(Items listed in a dataset)
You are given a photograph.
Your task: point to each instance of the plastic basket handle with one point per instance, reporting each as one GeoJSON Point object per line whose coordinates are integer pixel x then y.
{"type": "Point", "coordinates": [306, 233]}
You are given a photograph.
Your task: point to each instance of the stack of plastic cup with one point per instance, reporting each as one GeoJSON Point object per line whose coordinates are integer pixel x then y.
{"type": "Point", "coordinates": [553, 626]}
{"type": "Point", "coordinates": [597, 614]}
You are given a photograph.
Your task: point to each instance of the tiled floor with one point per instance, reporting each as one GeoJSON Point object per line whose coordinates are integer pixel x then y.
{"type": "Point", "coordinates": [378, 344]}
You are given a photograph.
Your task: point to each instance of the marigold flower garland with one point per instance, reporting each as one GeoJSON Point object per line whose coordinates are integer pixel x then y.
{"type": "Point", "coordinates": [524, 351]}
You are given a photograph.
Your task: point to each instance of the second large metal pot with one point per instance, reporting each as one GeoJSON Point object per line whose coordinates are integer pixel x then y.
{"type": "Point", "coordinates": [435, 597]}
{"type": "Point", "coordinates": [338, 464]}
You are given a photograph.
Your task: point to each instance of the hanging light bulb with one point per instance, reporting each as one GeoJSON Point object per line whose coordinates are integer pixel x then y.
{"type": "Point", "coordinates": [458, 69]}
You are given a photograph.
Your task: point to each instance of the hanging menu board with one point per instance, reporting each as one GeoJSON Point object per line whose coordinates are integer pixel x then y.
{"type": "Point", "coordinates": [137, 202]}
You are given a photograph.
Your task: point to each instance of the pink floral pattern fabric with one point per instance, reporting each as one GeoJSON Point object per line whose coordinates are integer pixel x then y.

What you need to do: Copy each of the rows above word for word, keeping their original order.

The result:
You are given a photograph.
Your task: point to each instance of the plastic basket handle with one point per instance, reporting each as one GeoJSON Point object per line whose coordinates are integer pixel x then y.
{"type": "Point", "coordinates": [306, 233]}
You are given a photograph.
Your task: point to each instance of the stack of plastic cup with one point per instance, reporting each as one GeoJSON Point object per line whose coordinates are integer pixel x then y.
{"type": "Point", "coordinates": [553, 626]}
{"type": "Point", "coordinates": [597, 614]}
You are given a photograph.
Your task: point to each instance of the tiled floor with one point per instance, reporting each as one GeoJSON Point object per line whose coordinates are integer pixel x then y.
{"type": "Point", "coordinates": [378, 344]}
You are given a photograph.
Your task: point to each instance of the marigold flower garland with one point per instance, reporting each as one GeoJSON Point object per line whose coordinates are integer pixel x then y.
{"type": "Point", "coordinates": [524, 351]}
You are given a photograph.
Your task: point to each instance of the second large metal pot with one point per instance, reporting each as one GeoJSON Point object per line whose coordinates are integer pixel x then y.
{"type": "Point", "coordinates": [435, 597]}
{"type": "Point", "coordinates": [338, 464]}
You are given a photograph.
Your task: point to each instance of the hanging light bulb with one point per instance, reporting each as one GeoJSON Point object per line whose coordinates are integer pixel x then y.
{"type": "Point", "coordinates": [458, 69]}
You are given a photograph.
Your task: point to each instance of the hanging menu board with one point per instance, reporting each as one GeoJSON Point object per line whose coordinates are integer pixel x then y.
{"type": "Point", "coordinates": [137, 202]}
You are given a photograph.
Your task: point to each instance of the pink floral pattern fabric with one point per instance, reporting each as one GeoJSON Point object per line whose coordinates are integer pixel x then y.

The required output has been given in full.